Retype the whole of the data exactly.

Data shown:
'''

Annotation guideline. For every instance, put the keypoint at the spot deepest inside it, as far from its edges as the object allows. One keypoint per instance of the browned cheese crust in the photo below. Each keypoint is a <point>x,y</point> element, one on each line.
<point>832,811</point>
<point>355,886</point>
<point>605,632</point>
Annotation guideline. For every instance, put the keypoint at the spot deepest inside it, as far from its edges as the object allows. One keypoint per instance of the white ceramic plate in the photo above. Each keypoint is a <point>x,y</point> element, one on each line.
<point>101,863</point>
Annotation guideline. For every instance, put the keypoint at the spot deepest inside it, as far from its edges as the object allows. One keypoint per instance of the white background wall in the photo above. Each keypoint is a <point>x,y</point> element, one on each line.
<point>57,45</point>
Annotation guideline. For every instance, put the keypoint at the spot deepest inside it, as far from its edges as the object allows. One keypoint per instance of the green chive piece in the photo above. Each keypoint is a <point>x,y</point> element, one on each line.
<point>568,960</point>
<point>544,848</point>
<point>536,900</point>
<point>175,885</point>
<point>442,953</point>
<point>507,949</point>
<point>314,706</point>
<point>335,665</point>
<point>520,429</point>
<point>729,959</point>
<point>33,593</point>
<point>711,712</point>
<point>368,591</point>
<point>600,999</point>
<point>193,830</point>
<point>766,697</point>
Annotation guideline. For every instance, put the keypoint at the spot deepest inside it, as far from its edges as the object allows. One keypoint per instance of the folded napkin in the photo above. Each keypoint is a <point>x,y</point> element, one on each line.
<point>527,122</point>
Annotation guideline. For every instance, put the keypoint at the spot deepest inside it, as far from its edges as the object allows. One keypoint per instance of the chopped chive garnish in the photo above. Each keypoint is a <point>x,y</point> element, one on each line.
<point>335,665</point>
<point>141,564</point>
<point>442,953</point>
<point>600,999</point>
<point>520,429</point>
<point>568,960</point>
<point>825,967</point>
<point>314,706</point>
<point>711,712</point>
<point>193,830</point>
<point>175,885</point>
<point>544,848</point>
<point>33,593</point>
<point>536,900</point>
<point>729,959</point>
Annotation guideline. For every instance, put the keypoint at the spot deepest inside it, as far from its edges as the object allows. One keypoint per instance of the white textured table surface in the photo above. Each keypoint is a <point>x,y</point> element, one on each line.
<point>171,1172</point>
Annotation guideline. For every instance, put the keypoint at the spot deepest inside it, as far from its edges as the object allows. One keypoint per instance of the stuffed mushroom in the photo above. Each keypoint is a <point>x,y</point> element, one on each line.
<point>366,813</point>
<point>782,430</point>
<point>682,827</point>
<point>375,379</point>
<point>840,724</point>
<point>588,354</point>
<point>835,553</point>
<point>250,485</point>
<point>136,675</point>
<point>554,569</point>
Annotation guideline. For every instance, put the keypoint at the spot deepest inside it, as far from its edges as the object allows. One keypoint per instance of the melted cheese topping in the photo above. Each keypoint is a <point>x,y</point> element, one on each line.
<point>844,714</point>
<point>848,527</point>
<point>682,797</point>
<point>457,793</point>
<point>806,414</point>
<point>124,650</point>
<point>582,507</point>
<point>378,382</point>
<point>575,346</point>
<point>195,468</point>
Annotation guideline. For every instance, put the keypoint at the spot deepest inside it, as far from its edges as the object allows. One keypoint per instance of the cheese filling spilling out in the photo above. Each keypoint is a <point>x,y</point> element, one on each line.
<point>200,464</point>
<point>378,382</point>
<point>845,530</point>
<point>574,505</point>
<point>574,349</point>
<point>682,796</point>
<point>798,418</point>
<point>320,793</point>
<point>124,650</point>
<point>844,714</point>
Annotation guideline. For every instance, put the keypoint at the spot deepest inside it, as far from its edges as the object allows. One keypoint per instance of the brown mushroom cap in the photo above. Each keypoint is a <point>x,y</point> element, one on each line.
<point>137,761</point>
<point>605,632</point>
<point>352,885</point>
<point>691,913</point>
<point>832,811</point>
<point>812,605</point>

'''

Response to this exercise:
Annotation guideline. For every instance, put the keypoint at the spot deepest inside it, as far from its edges as the object allows. One keypoint per instance of the browned cheese crust in the photo below. Each keypoint is a <point>x,y</point> element, one on each line.
<point>832,811</point>
<point>355,886</point>
<point>605,632</point>
Annotation guideline. For every instance, put the keypoint at the spot deepest inside it, as far from its edges as the object allows. One keypoint per instance of the white ceramic plate in the photo above. Each keypoint is a <point>x,y</point> element, one on each line.
<point>101,863</point>
Annotation guideline. For every instance, put the keypoint at the spot deepest inside it, as far from its edges as the object allows. One keypoint per instance of the white background wall in the photo above. Each keypoint is a <point>x,y</point> element, one on each line.
<point>57,45</point>
Annotation guideline. For every instance, put the keypoint at the spot deepest inside it, as far from its edges as the object allows. One keypoint per instance of the green chive piece in the photo above. Each keypoint is a <point>x,y</point> element, one on each line.
<point>568,960</point>
<point>544,848</point>
<point>536,900</point>
<point>175,885</point>
<point>442,953</point>
<point>507,949</point>
<point>314,706</point>
<point>335,665</point>
<point>520,429</point>
<point>729,959</point>
<point>33,593</point>
<point>711,712</point>
<point>368,591</point>
<point>600,999</point>
<point>193,830</point>
<point>766,697</point>
Annotation guideline. For every instance, put the keypoint at the spot deepest inside it, as far from its edges as the object allows. One keypoint per instance of the folded napkin in the photo above. Each keypoint is a <point>x,y</point> element, one on each line.
<point>527,122</point>
Annotation guideline. For every instance, put the keypoint at the spot deepest inside it, as far from its edges as the object allows. One keypoint per instance of the chopped chive garnish in the photo above. Each keypoint is a <point>x,y</point> element, one on each line.
<point>335,665</point>
<point>141,564</point>
<point>442,953</point>
<point>600,999</point>
<point>520,429</point>
<point>568,960</point>
<point>825,967</point>
<point>314,706</point>
<point>711,712</point>
<point>193,830</point>
<point>175,885</point>
<point>544,848</point>
<point>33,593</point>
<point>536,900</point>
<point>729,959</point>
Annotation guideline. For every instance, put the keypoint at the spot deepest inside it, as far from its edges as the object allows. One keypoint per instance of the white textured table surface in the photo above. Each keypoint is a <point>x,y</point> element, one on each line.
<point>171,1172</point>
Annotation guideline. For every instance, put the keypoint at the spot deepest inside it, as far from its edges as the object allows. One keypoint per instance of the stuffed mushroom in the photo above. Each keypoint is a <point>x,y</point> element, one on each line.
<point>366,813</point>
<point>782,430</point>
<point>682,827</point>
<point>375,379</point>
<point>840,724</point>
<point>588,354</point>
<point>835,553</point>
<point>250,485</point>
<point>136,675</point>
<point>554,569</point>
Annotation guideline. For every instance, put the keypoint at the spot deepest inside it, as far from its edges as the object allows. One keypoint per instance of the melted cheese topping in the photo above. Each keypoint is a <point>x,y</point> element, one on each line.
<point>844,714</point>
<point>848,527</point>
<point>682,797</point>
<point>457,793</point>
<point>806,414</point>
<point>124,650</point>
<point>582,507</point>
<point>378,382</point>
<point>575,346</point>
<point>195,468</point>
Annotation guideline. For every instance, put the keypoint at the spot deepest inside it, as far from its edges as the object allows. One keypoint per instance of the cheese filling spilling out in the photo above. Each keypoint is a <point>x,y</point> element, one on each line.
<point>200,464</point>
<point>378,382</point>
<point>845,530</point>
<point>574,505</point>
<point>574,349</point>
<point>682,796</point>
<point>798,418</point>
<point>320,793</point>
<point>124,650</point>
<point>844,714</point>
Annotation guideline. For every instance, put the keypoint at the spot deepest inside it, as far from its edges as the object allows. One keypoint per instance of the brown mushroom cap in the photo above. Each keypoint is a <point>x,y</point> element, one on each line.
<point>137,761</point>
<point>605,632</point>
<point>352,885</point>
<point>691,913</point>
<point>832,811</point>
<point>812,605</point>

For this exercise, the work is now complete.